■ **INFORMATION SUPPLIED**:

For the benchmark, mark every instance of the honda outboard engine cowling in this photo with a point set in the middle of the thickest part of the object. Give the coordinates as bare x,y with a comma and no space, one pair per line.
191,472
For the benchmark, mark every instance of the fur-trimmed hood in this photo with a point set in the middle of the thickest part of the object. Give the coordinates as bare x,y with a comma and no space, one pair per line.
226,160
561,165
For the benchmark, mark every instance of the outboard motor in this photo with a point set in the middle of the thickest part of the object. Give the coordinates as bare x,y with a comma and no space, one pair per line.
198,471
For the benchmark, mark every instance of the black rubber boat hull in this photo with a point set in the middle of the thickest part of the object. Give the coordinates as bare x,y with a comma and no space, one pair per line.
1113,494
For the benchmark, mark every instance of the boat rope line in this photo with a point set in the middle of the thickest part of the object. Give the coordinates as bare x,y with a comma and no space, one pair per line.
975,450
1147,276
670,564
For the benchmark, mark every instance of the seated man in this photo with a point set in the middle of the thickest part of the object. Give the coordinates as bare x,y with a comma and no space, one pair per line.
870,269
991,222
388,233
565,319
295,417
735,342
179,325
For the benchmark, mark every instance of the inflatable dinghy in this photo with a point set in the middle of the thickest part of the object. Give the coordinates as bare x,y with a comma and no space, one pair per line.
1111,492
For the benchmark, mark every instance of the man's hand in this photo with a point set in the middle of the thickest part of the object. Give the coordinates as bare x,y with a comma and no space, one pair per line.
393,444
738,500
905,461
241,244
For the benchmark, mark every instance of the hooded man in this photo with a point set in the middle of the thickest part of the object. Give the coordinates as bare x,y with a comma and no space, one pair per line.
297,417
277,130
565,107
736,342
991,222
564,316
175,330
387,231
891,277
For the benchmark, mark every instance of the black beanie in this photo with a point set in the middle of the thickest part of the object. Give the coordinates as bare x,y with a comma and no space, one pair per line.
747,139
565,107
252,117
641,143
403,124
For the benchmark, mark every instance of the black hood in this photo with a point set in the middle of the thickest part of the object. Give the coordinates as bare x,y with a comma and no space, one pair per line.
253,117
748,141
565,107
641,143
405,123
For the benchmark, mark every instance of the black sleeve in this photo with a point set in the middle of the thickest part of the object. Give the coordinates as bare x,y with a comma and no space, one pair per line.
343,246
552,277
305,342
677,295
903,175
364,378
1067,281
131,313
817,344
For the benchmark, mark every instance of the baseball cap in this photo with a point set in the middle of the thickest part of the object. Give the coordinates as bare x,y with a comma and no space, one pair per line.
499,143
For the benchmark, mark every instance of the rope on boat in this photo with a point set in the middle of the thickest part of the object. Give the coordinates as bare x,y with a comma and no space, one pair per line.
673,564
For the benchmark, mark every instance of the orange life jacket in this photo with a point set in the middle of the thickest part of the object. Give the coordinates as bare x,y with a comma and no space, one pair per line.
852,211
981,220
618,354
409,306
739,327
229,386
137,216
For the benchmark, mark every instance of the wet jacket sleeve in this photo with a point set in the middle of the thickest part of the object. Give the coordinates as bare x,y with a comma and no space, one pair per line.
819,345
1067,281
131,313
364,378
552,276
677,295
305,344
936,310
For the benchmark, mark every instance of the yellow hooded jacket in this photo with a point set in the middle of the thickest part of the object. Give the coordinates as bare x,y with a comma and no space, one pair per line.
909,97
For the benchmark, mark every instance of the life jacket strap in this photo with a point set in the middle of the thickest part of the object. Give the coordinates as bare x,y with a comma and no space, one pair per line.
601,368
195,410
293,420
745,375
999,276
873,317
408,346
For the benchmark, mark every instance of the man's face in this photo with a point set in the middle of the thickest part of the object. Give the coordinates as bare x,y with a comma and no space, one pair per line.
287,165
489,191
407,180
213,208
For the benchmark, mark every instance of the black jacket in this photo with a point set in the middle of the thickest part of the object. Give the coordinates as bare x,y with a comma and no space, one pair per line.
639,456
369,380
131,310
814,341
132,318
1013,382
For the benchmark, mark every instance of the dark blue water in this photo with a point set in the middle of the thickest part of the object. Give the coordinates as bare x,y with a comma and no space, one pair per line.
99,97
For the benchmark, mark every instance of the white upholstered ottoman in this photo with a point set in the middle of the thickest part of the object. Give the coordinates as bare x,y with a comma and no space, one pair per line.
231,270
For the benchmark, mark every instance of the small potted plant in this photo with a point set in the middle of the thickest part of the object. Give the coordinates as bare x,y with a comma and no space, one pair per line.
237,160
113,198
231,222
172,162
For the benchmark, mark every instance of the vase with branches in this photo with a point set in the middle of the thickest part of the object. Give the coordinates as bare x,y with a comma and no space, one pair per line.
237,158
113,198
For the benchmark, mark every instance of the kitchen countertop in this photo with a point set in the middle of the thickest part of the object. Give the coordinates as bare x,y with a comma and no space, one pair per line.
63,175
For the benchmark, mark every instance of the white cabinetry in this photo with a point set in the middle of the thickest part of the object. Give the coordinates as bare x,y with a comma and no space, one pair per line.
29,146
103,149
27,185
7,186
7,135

■ **CHALLENGE**: Each line of the material above needs to be quoted exactly, please.

■ **RESULT OF THE EXERCISE**:
For the benchmark, mark every instance of the honda outboard engine cowling in this photo with a point set in the middle of the thickest part of the object. Give the coordinates as bare x,y with a comma and no space, one pair per line.
191,472
For the benchmark, mark every instance of the fur-trimmed hood in this photo with a point set in the middle of the thickest part of the object. Give the coordinates as bare x,y with a comma and no space, one pair per line.
226,160
561,165
For the benchmark, mark every instance of the outboard motor in this photo with a point set in the middle of the thickest part of the object. Give the coordinates as bare x,y with a comma and no space, one pair per line.
198,471
For the benchmark, mark every instance of the black rubber boat hull in this photo with a point set in the middle of the thickest part of the object. Give the coordinates as bare x,y with a comma and no space, one pair per line.
1113,494
For the benchmark, mark every instance of the boat rope line in this photo with a point set in the middle of the thickest part of the object. Give the coordinates as bare x,y with a comma and no space, one pair per line.
975,450
1147,276
670,564
For the benchmark, mark every instance of the seated man in this photo with a point set in the middle of the thickest part of the object. Give the coordinates as bare x,y with a comma and no space, one pair per line.
870,269
991,222
388,233
565,319
295,417
735,342
179,325
For the benchmark, mark every instance of the inflatable dinghy in this photo with a point set in the middle of the thickest part of the object. Give the coordinates as bare x,y with a comma and no space, one pair per line.
1111,492
For the benchmark, mark every instance of the man's hand in this photo with a point set in the middle of the thickest part of the object. Give the coordinates as bare x,y with a comma and no space, one pair per line.
393,444
738,500
905,461
241,244
For the benchmark, mark every instance of the hooded man in this photo with a point set in the middle of the thickest part of the object. Give the coordinates as bare x,y with a comma and no space, one pair per line.
297,417
277,130
565,107
736,342
991,222
564,316
175,330
387,231
891,277
For the benchmark, mark every instance of the black beanie in this photo with a point set in the middle of the thickest part of the object. Give the coordinates as bare x,y with a comma and no space, one pair per line.
747,139
565,107
252,117
641,143
403,124
For the benchmark, mark every instance of the black hood in this photo with a point set in the middle of the thickest part of the object. Give the coordinates as bare x,y with a comma and no space, one pair per line.
253,117
748,141
565,107
641,143
405,123
For the benchmark, mark every instance of the black sleeve in this photo with a point set in the middle of the thickest part of the object. Give the coordinates as bare x,y with a comma and no space, one pair per line.
343,246
552,277
305,342
677,295
903,175
364,378
1067,281
131,313
817,344
For the benchmark, mark every instance of the baseball cap in this photo with a point set in the middle of the thickest part of the object. Give the coordinates as bare x,y with a comma and no space, one pair per line.
499,143
For the benchmark, mark every instance of the rope on boat in this photo with a point set in the middle of the thickest part of the object. Give the coordinates as bare x,y with a comma and no space, one pair per line.
673,564
For the benchmark, mark every instance of the orange life jacket in this photo with a point set in the middle of the thickest part of the object. Give the coordinates as bare x,y with a comma and no space, one pair per line.
852,211
981,220
618,354
409,306
739,327
229,386
137,216
For the benchmark, mark every instance of the wet jacket sleeve in this photo with a point set in the middle of the thickest part of the object. Give the coordinates as bare x,y with a comma and no space, one pair per line.
819,345
1067,281
131,313
364,378
552,276
677,295
305,344
936,310
For the benchmark, mark every instance of the yellow hooded jacket in this photo with a point set in the middle of the thickest part of the object. Give the coordinates as bare x,y with a comma and no space, one pair per line.
909,97
For the benchmark, mark every instance of the life jacket strap in this photo with a point set in the middle of the thickest part of the object. Give the coordinates as bare x,y with a comma and no space, one pair per line.
601,368
195,410
293,420
745,375
999,276
873,317
408,346
For the benchmark, mark every instance of the man's face in this photo with a point set in the middle of the thickest part of the object. Give the coordinates as bare x,y with a comma and no space, one pair per line.
287,165
489,191
407,180
213,208
For the benchmark, mark every instance of the black jacket in this photo with a point set in the middle of the thickest part of the object. Give the coordinates as bare x,y with a comma and no space, one pair per line.
639,456
369,380
131,310
814,341
132,318
1013,382
For the benchmark, mark every instance of the dark blue water in this photo with a point set in the middle of the thickest part of the object. Give the coordinates as bare x,y with a comma and no space, one pair per line.
99,97
For the benchmark, mark every instance of the white upholstered ottoman in this photo with a point set in the middle of the thickest part of the object. Give the coordinates as bare x,y with a comma and no space, one pair per line.
231,270
For the benchmark, mark every instance of the small potted plant in this photo with a point set in the middle of the thickest part of the object. Give the coordinates as bare x,y with a comma and no space, one pair per line.
237,160
113,198
231,222
172,162
For the benchmark, mark every instance of the vase with branches in this photo with a point set in the middle of the thickest part of the object. Give the coordinates as bare x,y with a comma and no space, one pair per line.
237,158
113,198
For the benchmark, mark every instance of the kitchen countertop in this photo with a point set in the middle of the thickest part of the object. Give the coordinates as bare x,y with a comma and no space, one pair per line.
63,175
For the benchmark, mark every instance of the white cabinetry in this photo with a point set in the middle of the thickest part of the object. Give the coordinates as bare x,y with a comma and no space, one pair per line.
29,146
103,149
27,185
7,186
7,135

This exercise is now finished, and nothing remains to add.